■ Исходный текст
· · ·

О, я не мог выносить это... Да, конечно, я имел религиозное воспитание. Мой отец был очень религиозным человеком -- благодаря ему я получил отвращение к религии раз и навсегда.
Я чувствовал себя как в тюрьме.
Товарницки: Даже в церкви?
Скорее из-за позиции моего отца -- и, следовательно, в церкви. Я чувствовал, что они пытались нахлобучить нечто на меня. И всю свою жизнь,, начиная с раннего возраста, я никогда не мог переносить ощущение ограничения чем-то.
Это была реакция... в самих моих хромосомах (не знаю, где, но...). Чувствовать себя заключенным было невыносимо. Я не мог переносить религиозное влияние моего отца, моей семьи (они послали меня в иезуитскую школу), и я возненавидел религию. Я ненавидел все, что заточает тебя.
Церковь означает здание. А по мне, идти в какое-то здание и сидеть там означало первую ложь. Я чувствовал жизнь, когда не было границ, понимаете ли; тогда во мне устанавливался определенный ритм, в котором я чувствовал себя непринужденно. Так что те стены -- с равным успехом это мог быть храм, мечеть или что угодно еще, но для меня это было одно и то же!

· · ·

■ Исходные данные
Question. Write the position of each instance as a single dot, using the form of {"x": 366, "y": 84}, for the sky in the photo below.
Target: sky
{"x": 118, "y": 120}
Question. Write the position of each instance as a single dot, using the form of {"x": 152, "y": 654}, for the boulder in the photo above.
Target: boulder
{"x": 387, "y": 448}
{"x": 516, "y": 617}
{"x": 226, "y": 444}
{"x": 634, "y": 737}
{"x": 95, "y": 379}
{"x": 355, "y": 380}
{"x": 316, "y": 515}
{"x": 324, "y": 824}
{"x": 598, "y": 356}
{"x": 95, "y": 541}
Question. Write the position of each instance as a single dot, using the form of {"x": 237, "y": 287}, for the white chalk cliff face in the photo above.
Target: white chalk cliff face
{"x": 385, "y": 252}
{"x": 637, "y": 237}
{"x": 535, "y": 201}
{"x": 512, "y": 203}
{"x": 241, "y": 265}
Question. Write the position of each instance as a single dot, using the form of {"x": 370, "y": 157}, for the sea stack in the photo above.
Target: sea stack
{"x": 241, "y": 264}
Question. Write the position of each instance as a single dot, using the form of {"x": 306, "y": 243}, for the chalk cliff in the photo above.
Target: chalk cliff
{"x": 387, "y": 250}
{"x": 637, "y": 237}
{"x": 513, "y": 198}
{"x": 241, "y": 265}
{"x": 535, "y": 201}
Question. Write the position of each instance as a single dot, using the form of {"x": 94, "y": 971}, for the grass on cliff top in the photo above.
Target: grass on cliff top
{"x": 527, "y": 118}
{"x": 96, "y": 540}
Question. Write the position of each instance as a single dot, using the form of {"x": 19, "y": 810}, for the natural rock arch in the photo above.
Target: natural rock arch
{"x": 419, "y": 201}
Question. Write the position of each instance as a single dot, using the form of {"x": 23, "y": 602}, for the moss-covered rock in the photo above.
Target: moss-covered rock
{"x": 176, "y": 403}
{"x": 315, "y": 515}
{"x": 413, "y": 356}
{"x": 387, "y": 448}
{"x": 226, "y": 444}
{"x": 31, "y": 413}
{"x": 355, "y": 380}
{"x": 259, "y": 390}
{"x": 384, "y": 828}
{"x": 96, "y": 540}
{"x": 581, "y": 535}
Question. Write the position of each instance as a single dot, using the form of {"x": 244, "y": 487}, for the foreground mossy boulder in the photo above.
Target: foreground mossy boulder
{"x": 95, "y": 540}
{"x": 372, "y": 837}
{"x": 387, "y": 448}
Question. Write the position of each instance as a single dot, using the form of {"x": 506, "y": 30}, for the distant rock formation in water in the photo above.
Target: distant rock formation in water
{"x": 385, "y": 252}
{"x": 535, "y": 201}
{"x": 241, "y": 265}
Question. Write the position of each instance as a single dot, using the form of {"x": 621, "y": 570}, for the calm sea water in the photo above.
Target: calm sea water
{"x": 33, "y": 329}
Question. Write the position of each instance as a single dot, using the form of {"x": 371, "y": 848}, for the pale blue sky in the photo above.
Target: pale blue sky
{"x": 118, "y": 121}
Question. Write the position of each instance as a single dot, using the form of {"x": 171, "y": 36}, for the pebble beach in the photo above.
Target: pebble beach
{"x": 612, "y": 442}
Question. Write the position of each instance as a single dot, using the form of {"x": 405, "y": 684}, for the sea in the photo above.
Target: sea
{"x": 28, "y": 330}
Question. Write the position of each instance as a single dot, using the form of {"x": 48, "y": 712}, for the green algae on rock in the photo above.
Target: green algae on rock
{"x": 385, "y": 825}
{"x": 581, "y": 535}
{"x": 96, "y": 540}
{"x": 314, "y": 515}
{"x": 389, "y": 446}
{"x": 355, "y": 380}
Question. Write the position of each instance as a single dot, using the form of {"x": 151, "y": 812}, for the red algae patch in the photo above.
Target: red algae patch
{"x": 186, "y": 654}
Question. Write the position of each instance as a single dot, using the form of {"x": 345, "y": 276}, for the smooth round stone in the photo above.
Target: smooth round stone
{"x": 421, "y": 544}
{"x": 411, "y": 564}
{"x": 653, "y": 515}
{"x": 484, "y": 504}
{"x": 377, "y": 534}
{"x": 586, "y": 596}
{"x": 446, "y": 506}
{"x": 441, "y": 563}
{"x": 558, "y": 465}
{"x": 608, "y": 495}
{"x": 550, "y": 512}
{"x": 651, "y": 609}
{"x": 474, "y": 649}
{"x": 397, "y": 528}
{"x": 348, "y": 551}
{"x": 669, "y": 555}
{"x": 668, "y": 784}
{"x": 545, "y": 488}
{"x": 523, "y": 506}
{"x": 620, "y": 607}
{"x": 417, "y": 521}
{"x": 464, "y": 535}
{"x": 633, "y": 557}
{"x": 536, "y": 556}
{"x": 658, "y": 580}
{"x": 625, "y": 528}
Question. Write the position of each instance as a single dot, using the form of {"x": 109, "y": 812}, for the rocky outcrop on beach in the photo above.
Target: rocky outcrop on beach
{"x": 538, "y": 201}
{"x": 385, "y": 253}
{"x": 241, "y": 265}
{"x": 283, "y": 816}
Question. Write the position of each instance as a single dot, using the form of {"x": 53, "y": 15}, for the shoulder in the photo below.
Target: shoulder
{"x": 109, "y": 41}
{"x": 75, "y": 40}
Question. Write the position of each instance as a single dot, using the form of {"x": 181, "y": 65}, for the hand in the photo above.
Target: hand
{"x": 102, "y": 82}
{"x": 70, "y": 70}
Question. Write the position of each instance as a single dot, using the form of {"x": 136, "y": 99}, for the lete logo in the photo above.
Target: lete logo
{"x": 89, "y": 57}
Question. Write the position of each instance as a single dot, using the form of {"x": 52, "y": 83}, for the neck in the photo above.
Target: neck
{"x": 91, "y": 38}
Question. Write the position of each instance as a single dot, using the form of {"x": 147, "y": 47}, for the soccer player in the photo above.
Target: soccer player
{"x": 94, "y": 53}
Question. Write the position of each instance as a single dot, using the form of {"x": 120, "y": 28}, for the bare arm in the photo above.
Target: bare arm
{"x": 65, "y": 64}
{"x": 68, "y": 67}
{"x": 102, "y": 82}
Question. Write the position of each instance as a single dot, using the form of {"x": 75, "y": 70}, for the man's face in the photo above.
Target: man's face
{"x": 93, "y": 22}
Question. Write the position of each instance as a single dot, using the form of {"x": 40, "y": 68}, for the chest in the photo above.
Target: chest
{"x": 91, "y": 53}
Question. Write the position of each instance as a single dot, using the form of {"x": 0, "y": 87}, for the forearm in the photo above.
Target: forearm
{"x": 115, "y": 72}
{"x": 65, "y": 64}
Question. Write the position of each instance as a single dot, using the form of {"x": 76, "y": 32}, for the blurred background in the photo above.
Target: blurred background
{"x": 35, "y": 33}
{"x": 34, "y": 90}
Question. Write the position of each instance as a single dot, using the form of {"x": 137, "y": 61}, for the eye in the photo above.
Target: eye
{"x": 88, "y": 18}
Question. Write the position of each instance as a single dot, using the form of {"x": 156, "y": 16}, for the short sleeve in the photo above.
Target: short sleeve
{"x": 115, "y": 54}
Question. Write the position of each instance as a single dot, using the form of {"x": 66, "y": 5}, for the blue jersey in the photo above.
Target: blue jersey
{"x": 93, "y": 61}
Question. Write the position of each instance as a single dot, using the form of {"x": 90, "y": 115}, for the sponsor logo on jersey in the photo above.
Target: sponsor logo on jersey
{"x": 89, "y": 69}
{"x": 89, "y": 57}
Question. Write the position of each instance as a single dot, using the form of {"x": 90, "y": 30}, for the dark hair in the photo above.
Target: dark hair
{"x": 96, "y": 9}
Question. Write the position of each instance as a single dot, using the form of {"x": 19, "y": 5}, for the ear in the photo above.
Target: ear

· · ·

■ Что сделать
[1] Куда, согласно фрагменту интервью о религии, семья отправила учиться говорящего?
[2] Подхватите фрагмент интервью о религии и продолжите его с фразы, следующей за последней приведенной.
Записи здесь ни при чем.

■ Ответы по заданиям
[1] В иезуитскую школу.

[2]
Для меня все, что заключает тебя в пределы четырех стен, было первым шагом на пути ко лжи или удушью. Это все.
Концлагеря
Товарницки: А затем были концлагеря.
О, да... Это была жестокая милость, дарованная мне. Как раз потому что я имел такую потребность в... истине -- 'истине', да, не знаю, какое слово использовать. Или, скажем, потребность БЫТЬ. Да, потребность быть.
Я думаю, что из-за этой потребности мне и была дарована милость -жестоко -- прикоснуться к настоящему ответу!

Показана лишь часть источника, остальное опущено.